- _DATA FOR THIS TASK_:
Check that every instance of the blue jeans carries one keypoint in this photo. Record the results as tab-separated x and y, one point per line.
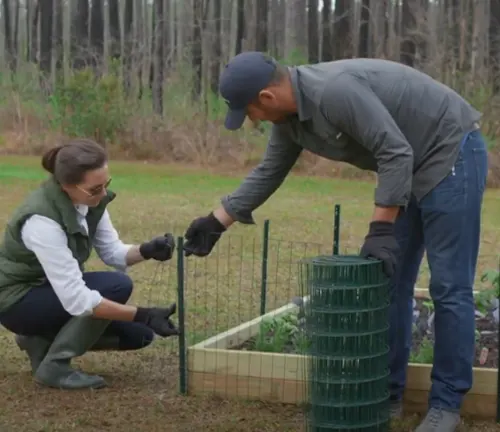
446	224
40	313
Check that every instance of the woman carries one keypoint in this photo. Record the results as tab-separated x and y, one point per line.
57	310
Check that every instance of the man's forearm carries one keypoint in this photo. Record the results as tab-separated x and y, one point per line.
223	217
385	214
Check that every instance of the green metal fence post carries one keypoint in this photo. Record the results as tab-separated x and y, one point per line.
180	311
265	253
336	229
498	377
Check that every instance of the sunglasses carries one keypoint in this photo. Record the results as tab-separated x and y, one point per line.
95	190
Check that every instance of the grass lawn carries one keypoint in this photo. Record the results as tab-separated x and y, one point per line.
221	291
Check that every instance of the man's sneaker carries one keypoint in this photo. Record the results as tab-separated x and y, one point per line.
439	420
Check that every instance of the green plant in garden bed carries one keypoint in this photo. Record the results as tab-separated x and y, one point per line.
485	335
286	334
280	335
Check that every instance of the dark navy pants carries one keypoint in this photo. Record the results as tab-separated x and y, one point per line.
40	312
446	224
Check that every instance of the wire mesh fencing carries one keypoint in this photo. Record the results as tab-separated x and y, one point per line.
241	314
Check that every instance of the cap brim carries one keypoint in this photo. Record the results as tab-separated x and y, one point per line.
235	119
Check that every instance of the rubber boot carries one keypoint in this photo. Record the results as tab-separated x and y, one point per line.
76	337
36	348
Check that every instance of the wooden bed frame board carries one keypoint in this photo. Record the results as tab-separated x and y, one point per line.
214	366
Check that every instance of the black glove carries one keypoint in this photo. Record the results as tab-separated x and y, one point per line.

- _WORK REQUIRED_: From the line containing "Check that every instance of the green plant" down to the final line of the data, write out every line exactly; both the first and last of these belong in your answer, and nothing else does.

- _EXPECTED ANSWER_:
Check that every instance of the green plant in garden bed carries one keypoint in this photo. Record the results as tab-separated x and y, one point per line.
485	335
286	334
280	335
Check that every instance of the dark navy pants carries one keypoint in this photo. Record the results as tab-separated x and y, one point per line.
40	312
446	224
Check that every instance of the wire mesh fencing carries one keypoint in this photo. Record the results as tab-separated x and y, one point per line.
241	314
Check that every instance of the cap brim carries one keypoint in this photo. Record the results as tab-separated x and y, one point per line.
235	119
Check that every instance of the rubber boot carries one keypoint in this photo. Record the results as tab-separated x and y, one point per line.
76	337
36	348
Check that every instance of the wooden bed frame board carries one keypoint in this photo. Record the results as tab-separated x and y, one point per line.
214	366
Check that every instance of the black glove carries one keypoint in this photo. Record the results as tab-separated x and y, one point per line.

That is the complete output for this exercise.